GIVEN EXERCISE:
Can you render the records below as a Markdown table with the columns Row and Line, giving each non-blank line its own numbered row?

** BEGIN SUPPLIED DATA **

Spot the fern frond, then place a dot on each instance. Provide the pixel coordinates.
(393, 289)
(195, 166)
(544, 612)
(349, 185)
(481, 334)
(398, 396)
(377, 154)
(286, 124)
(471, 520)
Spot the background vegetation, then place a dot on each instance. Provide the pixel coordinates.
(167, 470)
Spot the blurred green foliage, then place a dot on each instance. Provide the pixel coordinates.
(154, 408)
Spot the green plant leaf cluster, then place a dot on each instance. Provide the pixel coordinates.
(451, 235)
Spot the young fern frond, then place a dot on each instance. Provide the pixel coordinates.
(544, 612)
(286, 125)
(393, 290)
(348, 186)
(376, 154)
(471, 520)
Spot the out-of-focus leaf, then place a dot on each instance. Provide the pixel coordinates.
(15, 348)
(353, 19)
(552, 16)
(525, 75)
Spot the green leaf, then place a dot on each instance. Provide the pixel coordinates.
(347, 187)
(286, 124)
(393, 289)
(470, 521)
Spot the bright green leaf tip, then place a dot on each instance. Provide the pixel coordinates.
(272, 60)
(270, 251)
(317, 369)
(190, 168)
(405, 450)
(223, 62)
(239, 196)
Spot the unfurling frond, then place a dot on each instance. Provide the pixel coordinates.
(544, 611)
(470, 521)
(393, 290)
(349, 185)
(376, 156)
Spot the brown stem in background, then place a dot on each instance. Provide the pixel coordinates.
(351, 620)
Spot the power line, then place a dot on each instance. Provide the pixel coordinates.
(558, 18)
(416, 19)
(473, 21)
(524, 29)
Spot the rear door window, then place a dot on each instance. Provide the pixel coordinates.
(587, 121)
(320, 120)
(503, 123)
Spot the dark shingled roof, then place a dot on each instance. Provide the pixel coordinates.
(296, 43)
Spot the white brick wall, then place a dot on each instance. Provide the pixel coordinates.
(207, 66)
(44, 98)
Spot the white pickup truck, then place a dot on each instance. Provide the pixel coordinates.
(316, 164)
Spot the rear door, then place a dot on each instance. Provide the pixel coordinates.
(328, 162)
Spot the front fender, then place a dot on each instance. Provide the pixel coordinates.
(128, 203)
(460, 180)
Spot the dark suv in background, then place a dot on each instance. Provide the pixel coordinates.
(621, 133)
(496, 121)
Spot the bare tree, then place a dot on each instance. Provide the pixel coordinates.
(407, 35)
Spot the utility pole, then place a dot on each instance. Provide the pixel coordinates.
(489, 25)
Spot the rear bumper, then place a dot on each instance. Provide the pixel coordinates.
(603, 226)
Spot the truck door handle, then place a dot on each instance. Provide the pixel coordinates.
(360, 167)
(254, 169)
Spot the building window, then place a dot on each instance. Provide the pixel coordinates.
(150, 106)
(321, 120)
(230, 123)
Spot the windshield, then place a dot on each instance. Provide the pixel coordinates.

** END SUPPLIED DATA **

RESULT OF THE TASK:
| Row | Line |
|---|---|
| 1 | Spot the fern frond, then place a dot on each instance. Provide the pixel coordinates. |
| 2 | (393, 289) |
| 3 | (195, 166) |
| 4 | (544, 612) |
| 5 | (349, 185) |
| 6 | (481, 334) |
| 7 | (398, 396) |
| 8 | (377, 154) |
| 9 | (286, 124) |
| 10 | (471, 520) |
| 11 | Spot the background vegetation, then place a dot on each instance. Provide the pixel coordinates. |
| 12 | (167, 470) |
| 13 | Spot the blurred green foliage, then place a dot on each instance. Provide the pixel coordinates. |
| 14 | (154, 408) |
| 15 | Spot the green plant leaf cluster, then place a dot on each instance. Provide the pixel coordinates. |
| 16 | (451, 235) |
| 17 | Spot the young fern frond, then place a dot on each instance. Provide the pixel coordinates. |
| 18 | (544, 612) |
| 19 | (286, 125) |
| 20 | (393, 290) |
| 21 | (348, 186) |
| 22 | (376, 154) |
| 23 | (471, 520) |
| 24 | Spot the out-of-focus leaf, then place a dot on each instance. Provide the pixel coordinates. |
| 25 | (15, 348) |
| 26 | (353, 19) |
| 27 | (552, 16) |
| 28 | (525, 75) |
| 29 | Spot the green leaf, then place a dot on each instance. Provide the pixel coordinates. |
| 30 | (347, 187) |
| 31 | (286, 124) |
| 32 | (393, 289) |
| 33 | (470, 521) |
| 34 | Spot the bright green leaf tip, then place a dot on each instance. Provide the pixel coordinates. |
| 35 | (272, 60) |
| 36 | (270, 251) |
| 37 | (317, 369) |
| 38 | (190, 168) |
| 39 | (405, 450) |
| 40 | (223, 62) |
| 41 | (239, 196) |
| 42 | Spot the unfurling frond, then place a dot on each instance. Provide the pixel coordinates. |
| 43 | (544, 611) |
| 44 | (470, 521) |
| 45 | (393, 290) |
| 46 | (349, 185) |
| 47 | (376, 156) |
| 48 | Spot the brown stem in background, then place a dot on each instance. Provide the pixel coordinates. |
| 49 | (351, 620) |
| 50 | Spot the power line, then place a dot on each instance. Provide the pixel coordinates. |
| 51 | (558, 18) |
| 52 | (416, 19) |
| 53 | (473, 21) |
| 54 | (524, 29) |
| 55 | Spot the rear door window, then place a dot on each instance. Provide the pixel coordinates. |
| 56 | (587, 121) |
| 57 | (320, 120) |
| 58 | (503, 123) |
| 59 | Spot the dark shingled roof, then place a dot on each instance. Provide the pixel coordinates. |
| 60 | (296, 43) |
| 61 | Spot the white brick wall, then place a dot on each instance. Provide the pixel coordinates. |
| 62 | (207, 66) |
| 63 | (44, 98) |
| 64 | Spot the white pickup truck, then place a dot on each instance. Provide the pixel coordinates. |
| 65 | (316, 164) |
| 66 | Spot the rear door, then place a dot on each instance. Provide the pixel coordinates. |
| 67 | (328, 162) |
| 68 | Spot the front fender, then place a dot on each instance. Provide the pixel coordinates. |
| 69 | (128, 203) |
| 70 | (460, 180) |
| 71 | Spot the dark suv in background, then place a dot on each instance. Provide the pixel coordinates. |
| 72 | (621, 133) |
| 73 | (496, 121) |
| 74 | Spot the bare tree, then place a dot on each instance. Provide the pixel coordinates. |
| 75 | (407, 35) |
| 76 | Spot the utility pole, then place a dot on each instance. Provide the pixel coordinates. |
| 77 | (489, 25) |
| 78 | Spot the rear bumper, then place a dot on each instance. Provide the pixel coordinates. |
| 79 | (603, 226) |
| 80 | Spot the truck door handle, then place a dot on each instance. Provide the pixel coordinates. |
| 81 | (360, 167) |
| 82 | (254, 169) |
| 83 | Spot the building window, then place a dot on each instance. Provide the pixel coordinates. |
| 84 | (150, 106) |
| 85 | (321, 120) |
| 86 | (230, 123) |
| 87 | Spot the windshield, then place a dot on each instance. Provide the pixel coordinates. |